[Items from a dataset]
--- START ---

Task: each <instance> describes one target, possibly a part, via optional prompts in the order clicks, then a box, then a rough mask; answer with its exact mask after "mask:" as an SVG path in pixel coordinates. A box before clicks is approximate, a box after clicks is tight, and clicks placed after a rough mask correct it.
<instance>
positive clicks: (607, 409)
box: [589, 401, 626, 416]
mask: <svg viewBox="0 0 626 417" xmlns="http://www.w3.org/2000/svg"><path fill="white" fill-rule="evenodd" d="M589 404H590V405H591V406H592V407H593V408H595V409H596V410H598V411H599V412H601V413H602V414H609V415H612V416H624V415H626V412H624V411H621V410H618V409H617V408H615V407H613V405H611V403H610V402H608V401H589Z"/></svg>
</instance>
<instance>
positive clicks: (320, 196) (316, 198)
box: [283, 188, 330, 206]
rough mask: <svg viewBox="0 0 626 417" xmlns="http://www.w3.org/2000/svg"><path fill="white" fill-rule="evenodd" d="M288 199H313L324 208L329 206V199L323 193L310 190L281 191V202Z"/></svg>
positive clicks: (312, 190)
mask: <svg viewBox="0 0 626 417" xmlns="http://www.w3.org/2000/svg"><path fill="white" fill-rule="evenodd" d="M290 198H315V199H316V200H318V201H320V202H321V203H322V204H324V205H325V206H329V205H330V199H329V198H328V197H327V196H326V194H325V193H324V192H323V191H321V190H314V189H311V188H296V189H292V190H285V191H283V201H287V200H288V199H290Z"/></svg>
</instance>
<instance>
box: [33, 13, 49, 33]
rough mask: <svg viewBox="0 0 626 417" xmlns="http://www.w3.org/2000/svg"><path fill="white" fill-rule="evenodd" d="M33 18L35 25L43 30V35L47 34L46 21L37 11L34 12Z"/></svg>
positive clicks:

--- END ---
--- START ---

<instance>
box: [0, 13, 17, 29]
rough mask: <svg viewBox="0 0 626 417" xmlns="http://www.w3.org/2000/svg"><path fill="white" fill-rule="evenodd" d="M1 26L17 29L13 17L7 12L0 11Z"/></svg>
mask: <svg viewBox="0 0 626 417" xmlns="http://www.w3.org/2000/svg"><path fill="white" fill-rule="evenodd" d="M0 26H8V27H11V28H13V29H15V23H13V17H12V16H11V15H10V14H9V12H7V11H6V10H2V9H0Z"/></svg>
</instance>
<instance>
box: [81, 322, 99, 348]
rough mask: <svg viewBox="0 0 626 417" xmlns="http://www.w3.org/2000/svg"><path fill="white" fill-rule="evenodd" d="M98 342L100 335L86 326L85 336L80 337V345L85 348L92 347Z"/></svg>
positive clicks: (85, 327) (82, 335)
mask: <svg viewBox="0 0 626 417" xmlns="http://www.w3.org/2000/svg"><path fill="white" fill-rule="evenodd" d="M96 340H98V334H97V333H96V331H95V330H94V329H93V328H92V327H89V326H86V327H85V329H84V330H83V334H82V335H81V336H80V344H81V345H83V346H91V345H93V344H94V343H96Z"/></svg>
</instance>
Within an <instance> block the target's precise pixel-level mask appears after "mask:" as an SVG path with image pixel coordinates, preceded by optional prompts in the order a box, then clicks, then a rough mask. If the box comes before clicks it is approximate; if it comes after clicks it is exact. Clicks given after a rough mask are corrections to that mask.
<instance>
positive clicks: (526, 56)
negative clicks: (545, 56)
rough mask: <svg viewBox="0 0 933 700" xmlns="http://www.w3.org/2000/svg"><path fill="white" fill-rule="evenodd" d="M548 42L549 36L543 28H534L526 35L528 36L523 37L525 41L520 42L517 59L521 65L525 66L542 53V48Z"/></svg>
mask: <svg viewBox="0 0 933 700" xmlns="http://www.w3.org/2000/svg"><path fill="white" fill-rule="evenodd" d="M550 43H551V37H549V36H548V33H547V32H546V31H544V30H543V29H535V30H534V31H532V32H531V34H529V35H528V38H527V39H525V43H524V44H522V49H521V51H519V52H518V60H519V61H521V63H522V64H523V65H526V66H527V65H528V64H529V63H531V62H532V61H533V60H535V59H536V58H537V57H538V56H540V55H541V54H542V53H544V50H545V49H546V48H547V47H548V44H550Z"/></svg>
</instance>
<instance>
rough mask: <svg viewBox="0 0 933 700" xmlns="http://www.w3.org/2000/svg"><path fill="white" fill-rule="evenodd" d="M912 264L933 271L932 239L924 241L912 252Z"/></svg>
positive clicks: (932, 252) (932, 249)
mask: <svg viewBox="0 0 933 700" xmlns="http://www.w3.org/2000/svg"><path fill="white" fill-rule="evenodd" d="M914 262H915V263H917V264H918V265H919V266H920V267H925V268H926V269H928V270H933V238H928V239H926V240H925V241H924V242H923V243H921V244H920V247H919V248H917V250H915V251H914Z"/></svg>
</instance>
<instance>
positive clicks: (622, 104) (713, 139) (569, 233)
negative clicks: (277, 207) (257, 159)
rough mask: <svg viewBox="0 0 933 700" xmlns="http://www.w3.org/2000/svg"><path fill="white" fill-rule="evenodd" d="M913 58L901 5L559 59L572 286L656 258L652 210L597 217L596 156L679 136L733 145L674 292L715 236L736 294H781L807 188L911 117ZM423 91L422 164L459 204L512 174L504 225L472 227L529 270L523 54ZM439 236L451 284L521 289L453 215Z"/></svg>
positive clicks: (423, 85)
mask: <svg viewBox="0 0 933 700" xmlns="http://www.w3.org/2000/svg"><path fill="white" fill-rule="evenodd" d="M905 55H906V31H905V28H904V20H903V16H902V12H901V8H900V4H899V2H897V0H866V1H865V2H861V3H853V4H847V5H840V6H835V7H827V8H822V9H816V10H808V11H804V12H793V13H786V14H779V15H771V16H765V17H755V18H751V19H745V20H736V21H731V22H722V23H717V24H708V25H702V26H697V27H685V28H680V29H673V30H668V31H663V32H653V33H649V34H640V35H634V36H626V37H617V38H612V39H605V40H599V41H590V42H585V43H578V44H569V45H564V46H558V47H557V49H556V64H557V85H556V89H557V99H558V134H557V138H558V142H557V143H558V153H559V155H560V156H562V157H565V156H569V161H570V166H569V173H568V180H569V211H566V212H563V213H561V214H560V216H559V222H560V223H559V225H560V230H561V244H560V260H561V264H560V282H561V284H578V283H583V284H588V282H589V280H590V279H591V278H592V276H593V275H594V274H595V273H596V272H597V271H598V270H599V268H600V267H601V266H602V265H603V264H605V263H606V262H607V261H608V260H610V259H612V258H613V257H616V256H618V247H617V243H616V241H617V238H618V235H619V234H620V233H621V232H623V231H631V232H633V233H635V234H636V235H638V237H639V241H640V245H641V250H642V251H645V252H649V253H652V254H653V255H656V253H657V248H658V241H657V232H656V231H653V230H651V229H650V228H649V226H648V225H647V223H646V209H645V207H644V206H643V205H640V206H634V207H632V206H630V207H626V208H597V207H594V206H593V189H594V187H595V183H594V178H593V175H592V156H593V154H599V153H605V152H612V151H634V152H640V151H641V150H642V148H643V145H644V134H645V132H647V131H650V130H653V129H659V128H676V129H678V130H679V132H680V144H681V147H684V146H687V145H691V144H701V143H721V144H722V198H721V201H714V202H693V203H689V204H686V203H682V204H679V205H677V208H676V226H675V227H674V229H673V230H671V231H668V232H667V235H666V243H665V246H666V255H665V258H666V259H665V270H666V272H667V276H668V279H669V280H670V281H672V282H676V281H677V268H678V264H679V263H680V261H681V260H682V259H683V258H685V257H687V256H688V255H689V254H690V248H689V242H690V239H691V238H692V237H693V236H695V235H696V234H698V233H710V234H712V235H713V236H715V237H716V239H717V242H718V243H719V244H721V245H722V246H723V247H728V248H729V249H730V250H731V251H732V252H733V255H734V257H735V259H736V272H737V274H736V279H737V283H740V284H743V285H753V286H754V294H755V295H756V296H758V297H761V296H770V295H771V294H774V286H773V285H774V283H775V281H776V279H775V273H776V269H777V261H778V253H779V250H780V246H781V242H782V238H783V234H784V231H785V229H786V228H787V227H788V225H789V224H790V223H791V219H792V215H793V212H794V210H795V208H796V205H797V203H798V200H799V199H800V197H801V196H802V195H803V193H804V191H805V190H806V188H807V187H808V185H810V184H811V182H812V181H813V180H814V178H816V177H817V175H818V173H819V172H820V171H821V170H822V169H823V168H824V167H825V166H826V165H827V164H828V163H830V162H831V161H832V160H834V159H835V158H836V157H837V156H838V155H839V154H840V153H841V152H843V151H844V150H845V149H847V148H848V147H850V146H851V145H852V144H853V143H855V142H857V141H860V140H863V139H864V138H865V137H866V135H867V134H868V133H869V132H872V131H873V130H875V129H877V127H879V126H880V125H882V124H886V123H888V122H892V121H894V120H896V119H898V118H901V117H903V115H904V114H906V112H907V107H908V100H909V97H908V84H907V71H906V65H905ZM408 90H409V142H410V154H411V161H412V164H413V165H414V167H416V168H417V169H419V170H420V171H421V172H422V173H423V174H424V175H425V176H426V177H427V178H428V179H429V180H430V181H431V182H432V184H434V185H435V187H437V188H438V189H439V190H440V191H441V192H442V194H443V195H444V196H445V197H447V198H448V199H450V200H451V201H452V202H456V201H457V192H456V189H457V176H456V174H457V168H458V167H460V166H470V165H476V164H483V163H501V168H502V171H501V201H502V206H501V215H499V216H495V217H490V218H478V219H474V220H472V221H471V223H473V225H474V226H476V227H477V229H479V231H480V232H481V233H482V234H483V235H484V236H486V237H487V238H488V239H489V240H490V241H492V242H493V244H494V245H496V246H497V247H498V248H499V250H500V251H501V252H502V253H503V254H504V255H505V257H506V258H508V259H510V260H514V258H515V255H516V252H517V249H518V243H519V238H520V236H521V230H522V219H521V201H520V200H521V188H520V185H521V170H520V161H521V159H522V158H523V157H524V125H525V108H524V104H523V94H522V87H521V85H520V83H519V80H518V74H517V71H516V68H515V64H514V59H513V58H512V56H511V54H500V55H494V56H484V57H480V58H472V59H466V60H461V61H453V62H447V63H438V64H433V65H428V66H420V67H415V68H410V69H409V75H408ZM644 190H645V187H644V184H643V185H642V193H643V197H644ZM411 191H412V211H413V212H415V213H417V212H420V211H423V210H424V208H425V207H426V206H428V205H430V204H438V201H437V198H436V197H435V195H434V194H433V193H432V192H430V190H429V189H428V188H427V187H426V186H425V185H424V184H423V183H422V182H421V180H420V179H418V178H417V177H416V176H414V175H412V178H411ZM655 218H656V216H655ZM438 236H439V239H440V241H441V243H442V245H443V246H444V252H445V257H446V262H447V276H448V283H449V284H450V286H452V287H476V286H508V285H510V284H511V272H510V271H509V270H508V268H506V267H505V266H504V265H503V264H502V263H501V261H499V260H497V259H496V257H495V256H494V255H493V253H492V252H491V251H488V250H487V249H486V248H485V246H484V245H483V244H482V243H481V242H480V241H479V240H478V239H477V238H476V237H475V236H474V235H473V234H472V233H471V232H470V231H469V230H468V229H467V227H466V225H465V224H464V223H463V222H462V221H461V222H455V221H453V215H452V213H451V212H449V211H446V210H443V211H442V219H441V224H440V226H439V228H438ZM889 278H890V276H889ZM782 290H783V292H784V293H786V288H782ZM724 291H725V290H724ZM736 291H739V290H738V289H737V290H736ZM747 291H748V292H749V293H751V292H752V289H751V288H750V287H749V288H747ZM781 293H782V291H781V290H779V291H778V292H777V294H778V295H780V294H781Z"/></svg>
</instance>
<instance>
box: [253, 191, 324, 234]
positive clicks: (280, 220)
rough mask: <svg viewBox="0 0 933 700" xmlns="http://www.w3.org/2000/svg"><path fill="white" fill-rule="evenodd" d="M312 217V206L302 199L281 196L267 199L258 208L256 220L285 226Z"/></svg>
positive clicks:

--- END ---
--- START ---

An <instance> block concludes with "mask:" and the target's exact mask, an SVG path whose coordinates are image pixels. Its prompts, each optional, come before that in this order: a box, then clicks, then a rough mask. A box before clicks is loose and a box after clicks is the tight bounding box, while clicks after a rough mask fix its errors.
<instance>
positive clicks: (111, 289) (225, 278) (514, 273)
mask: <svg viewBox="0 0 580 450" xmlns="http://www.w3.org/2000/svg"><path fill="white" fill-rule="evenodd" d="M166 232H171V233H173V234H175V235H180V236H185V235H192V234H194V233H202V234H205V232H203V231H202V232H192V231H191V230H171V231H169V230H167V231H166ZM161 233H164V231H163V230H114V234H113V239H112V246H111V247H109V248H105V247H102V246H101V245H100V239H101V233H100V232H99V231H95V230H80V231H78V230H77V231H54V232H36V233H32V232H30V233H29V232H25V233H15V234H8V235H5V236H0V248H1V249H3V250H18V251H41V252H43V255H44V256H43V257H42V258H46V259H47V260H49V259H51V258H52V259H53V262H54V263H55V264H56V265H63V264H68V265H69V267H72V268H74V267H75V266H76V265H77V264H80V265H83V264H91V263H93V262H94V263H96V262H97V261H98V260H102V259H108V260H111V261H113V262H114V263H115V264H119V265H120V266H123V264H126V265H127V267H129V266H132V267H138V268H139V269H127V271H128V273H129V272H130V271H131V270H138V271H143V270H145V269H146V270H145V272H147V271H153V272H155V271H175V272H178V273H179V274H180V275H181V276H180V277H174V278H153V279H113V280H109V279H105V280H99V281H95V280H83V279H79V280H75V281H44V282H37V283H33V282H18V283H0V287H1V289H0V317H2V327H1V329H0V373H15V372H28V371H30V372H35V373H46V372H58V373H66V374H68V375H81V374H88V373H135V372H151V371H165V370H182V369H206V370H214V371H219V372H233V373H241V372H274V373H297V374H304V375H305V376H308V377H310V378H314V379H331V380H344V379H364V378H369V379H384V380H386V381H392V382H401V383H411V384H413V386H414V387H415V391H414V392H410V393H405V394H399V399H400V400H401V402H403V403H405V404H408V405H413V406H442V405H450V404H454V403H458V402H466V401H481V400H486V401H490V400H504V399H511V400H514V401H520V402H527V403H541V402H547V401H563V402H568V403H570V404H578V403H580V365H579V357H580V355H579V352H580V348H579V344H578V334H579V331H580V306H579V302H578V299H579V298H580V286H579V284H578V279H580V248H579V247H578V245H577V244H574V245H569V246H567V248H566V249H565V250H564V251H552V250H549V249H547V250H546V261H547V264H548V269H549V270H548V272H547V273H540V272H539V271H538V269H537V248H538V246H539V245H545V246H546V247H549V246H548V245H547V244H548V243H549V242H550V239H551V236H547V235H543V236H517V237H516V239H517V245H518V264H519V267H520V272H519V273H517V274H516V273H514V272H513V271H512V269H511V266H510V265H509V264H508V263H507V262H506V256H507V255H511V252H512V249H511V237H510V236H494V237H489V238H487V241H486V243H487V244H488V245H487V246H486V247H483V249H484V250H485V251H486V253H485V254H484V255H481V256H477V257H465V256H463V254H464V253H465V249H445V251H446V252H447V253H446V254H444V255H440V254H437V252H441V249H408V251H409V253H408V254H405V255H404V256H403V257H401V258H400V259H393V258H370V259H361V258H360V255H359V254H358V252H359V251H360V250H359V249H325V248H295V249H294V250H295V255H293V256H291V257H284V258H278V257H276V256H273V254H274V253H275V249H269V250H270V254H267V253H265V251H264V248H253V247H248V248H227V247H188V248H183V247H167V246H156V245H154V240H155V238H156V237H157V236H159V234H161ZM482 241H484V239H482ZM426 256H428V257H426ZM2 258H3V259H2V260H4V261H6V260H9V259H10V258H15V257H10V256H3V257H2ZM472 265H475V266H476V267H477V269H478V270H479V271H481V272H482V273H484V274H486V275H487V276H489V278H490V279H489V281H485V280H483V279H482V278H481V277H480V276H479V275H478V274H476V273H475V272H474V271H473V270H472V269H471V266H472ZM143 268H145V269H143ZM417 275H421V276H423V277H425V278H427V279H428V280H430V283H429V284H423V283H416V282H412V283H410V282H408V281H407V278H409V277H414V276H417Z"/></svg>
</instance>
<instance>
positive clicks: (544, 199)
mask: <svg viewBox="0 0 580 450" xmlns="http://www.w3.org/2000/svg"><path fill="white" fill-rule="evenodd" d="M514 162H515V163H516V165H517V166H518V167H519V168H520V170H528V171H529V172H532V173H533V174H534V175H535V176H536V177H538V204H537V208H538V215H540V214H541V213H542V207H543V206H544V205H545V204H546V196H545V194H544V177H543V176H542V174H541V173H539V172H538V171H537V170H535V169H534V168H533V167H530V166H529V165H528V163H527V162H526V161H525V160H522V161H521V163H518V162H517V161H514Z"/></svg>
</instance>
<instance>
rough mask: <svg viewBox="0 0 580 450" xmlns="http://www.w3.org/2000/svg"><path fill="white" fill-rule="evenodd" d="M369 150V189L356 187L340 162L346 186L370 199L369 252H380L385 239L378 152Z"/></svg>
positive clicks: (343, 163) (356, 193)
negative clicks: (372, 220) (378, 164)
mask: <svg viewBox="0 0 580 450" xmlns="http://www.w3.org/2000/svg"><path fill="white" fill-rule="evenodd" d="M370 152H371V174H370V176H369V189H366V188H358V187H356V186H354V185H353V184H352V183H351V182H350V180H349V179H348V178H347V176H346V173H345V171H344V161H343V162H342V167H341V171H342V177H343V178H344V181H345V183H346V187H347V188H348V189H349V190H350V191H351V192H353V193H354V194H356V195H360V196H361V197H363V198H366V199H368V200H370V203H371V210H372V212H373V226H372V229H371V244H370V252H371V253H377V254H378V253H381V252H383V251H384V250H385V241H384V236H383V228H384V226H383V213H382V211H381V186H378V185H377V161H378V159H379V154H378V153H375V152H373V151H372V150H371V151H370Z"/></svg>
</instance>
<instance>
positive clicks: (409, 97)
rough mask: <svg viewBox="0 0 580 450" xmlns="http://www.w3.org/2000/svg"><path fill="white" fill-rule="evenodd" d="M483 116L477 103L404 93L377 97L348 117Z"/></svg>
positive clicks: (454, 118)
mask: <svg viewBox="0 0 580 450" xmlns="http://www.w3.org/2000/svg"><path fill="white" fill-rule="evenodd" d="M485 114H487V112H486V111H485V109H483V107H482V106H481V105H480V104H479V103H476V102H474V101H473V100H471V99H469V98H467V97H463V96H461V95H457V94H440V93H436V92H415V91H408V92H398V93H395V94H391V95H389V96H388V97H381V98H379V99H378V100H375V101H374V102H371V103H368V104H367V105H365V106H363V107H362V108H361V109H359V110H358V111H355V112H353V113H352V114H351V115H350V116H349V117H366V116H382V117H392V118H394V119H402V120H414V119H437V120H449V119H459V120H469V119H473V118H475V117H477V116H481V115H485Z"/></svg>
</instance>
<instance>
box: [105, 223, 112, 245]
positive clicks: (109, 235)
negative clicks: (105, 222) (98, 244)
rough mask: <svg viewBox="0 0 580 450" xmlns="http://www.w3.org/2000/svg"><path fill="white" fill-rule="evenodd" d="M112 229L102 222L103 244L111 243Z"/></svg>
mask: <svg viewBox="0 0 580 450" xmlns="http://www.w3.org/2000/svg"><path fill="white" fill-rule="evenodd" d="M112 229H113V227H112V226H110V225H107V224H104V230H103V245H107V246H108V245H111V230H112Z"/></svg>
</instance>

--- END ---

# [Exercise brief]
Return every line above where "before" appears.

# [Answer below]
Task: each <instance> describes one target, possibly a part, via optional prompts in the order clicks, then a box, then a rough mask; answer with its exact mask after "mask:" as an SVG path in pixel coordinates. A box before clicks is approximate, a box after clicks is tight, and clicks placed after a rough mask correct it.
Within an <instance> block the target's precise pixel-level mask appears after "mask:" as an SVG path with image pixel coordinates, preceded by optional prompts in the order a box, then clicks, then a rough mask. If the box comes before clicks it is approximate; if it comes after clicks it is exact. Clicks given after a rough mask are corrections to that mask.
An <instance> block concludes with "mask:" and the target's exact mask, an SVG path whose coordinates are image pixels. Its prompts, each optional, come before that in this order: a box, then clicks, then a rough mask. A box before clicks is loose and a box after clicks is the tight bounding box, while clicks after a rough mask fix its errors.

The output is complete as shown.